▶ _Work task_
After removing every image, reproduce the data exactly as it appears.

▶ _Input for this task_
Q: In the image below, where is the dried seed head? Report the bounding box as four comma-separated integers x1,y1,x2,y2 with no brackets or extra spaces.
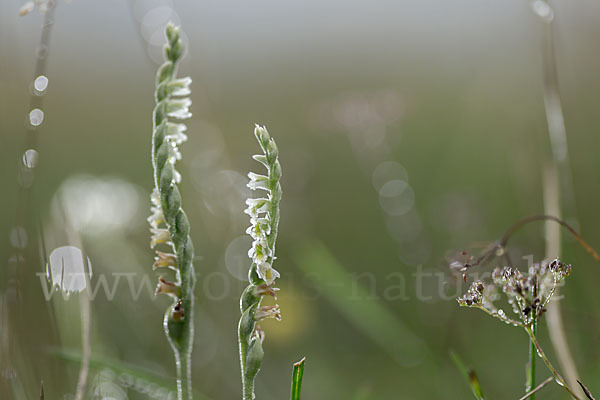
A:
459,258,573,327
457,281,485,307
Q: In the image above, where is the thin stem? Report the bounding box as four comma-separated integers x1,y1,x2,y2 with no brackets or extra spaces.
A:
500,215,600,263
519,376,554,400
525,327,581,400
527,321,537,398
543,163,583,397
474,305,523,328
466,215,600,270
180,347,192,400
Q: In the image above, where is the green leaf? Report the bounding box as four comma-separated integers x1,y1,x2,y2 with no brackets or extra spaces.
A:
290,357,306,400
449,350,484,400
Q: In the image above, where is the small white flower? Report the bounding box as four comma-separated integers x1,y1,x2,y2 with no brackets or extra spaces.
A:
245,198,269,209
248,239,271,263
173,168,182,184
246,224,261,240
257,262,280,285
150,228,171,248
169,141,182,162
246,217,270,238
148,189,165,228
250,216,271,229
147,206,164,229
167,77,192,97
167,123,188,144
246,221,271,240
150,188,161,206
247,173,269,191
244,198,270,217
166,98,192,119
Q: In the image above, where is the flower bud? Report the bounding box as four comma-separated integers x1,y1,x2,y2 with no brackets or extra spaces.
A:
265,139,278,165
254,125,270,147
165,23,179,46
270,162,282,182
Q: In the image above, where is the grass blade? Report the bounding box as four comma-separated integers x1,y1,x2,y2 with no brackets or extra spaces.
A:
293,240,428,366
449,350,484,400
290,357,306,400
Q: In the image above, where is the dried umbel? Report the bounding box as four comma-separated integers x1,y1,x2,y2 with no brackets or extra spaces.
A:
457,258,583,399
238,125,283,400
457,259,571,328
148,23,195,400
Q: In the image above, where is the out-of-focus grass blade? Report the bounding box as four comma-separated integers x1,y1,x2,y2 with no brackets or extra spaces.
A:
293,240,429,366
578,380,596,400
48,347,213,400
290,357,306,400
449,350,484,400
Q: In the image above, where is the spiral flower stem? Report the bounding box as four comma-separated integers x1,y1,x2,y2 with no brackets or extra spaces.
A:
149,23,195,400
238,125,283,400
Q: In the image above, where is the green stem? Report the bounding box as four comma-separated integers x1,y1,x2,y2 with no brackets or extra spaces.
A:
243,375,255,400
527,321,537,399
180,350,192,400
525,327,581,400
238,329,250,400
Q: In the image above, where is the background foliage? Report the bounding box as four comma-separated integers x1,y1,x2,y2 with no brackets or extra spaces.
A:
2,0,600,398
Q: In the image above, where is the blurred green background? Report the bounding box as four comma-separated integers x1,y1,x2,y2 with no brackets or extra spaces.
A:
2,0,600,398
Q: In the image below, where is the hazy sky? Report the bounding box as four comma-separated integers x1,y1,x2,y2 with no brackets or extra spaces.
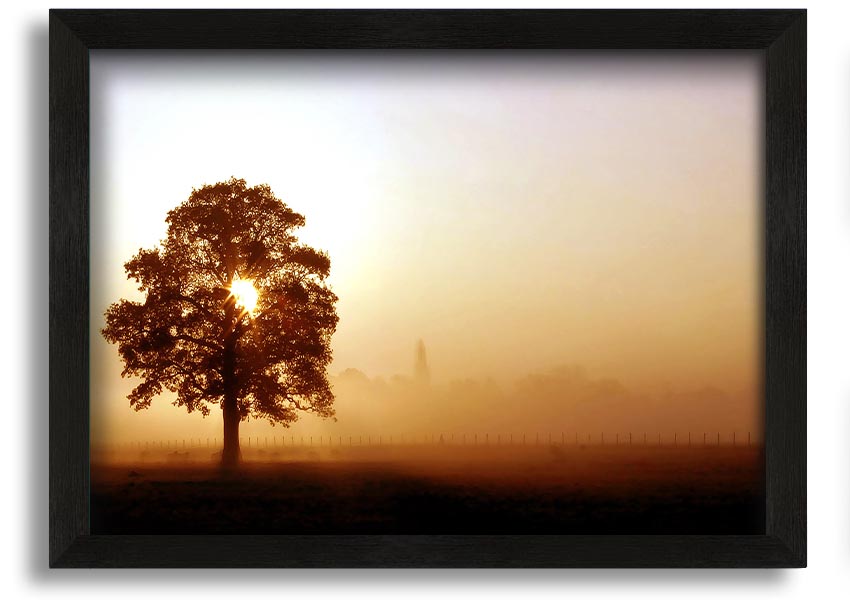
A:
90,51,763,445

▶ _Solved exercise_
Q: In the image below, where is the dried seed head? Report the bounding box as four comma-separated integers x1,y1,x2,y2 with no brackets or extra spaces.
A:
459,258,573,327
457,281,485,307
Q: In the image above, where is the thin stem? Report the bounding box as four comma-separated integers x1,y1,x2,y2 with no brackets or extra spaces.
A:
500,215,600,263
519,376,554,400
525,327,581,400
527,321,537,398
543,163,583,397
474,305,523,328
466,215,600,270
180,347,192,400
Q: In the image above, where is the green leaf? Report the bounding box as four comma-separated integers x1,y1,x2,y2 with no brackets or extra spaces.
A:
290,357,306,400
449,350,484,400
Q: In the image above, where is the small white flower? Report the bounding box as four comma-separated integers x1,y1,x2,y2 with no brackets or extra spaces.
A:
245,198,269,209
248,239,271,263
173,168,182,184
246,224,261,240
257,262,280,285
150,228,171,248
169,141,182,162
246,217,270,238
148,189,165,228
250,216,271,229
147,206,164,229
167,77,192,97
167,123,188,144
246,221,271,240
150,188,161,206
247,173,269,191
244,198,270,217
166,98,192,119
Q: In the image above, where is the flower bud? Report the bounding box as four comma-separated integers x1,y1,x2,y2 with no brackets or extra spaces.
A:
265,139,278,165
254,125,270,147
165,23,179,46
270,162,282,182
Q: In the image above, where is the grass blade? Report the bounding box as four comma-separated integers x1,y1,x2,y2 with no brackets or extra spaces.
A:
293,240,428,366
449,350,484,400
290,357,306,400
Q: In the image above, where is the dried umbel? Report the bounding box as four comma-separated integers x1,y1,x2,y2 with no brackets or extra spaces.
A:
457,258,583,399
238,125,283,400
457,259,571,328
148,23,195,400
Q: In the image above, where is the out-of-focus grass blade? Report the bounding box as four comma-separated integers x1,y1,x2,y2 with no brackets or extra spaces.
A:
293,240,429,366
578,380,596,400
48,347,213,400
290,357,306,400
449,350,484,400
Q: In the image above, where is the spiral flower stem? Report the bounding box as four comma-separated integers x1,y1,x2,y2 with no brackets or extra spaces.
A:
149,23,195,400
238,125,283,400
Q: In the image above, where is the green stem? Report the bounding box as four comma-separated integers x1,y1,x2,y2 with no brackets or extra spaces.
A:
243,375,255,400
527,321,537,399
180,350,192,400
525,327,581,400
238,329,250,400
Q: In the image above, where is the background foliage? Report the bounding box as four comma-separated integers x1,y1,x2,y2 with no brackets or extra spaces.
A:
2,0,600,398
Q: In the image above, where is the blurred green background? Report the bounding box as four comma-separated integers x1,y1,x2,y2 with no brackets or extra spaces.
A:
2,0,600,398
Q: In the image below, where is the hazy sky? Report the bounding box as four comma-separated integers x1,y1,x2,y2 with no brackets or extra spaces.
A:
90,51,763,445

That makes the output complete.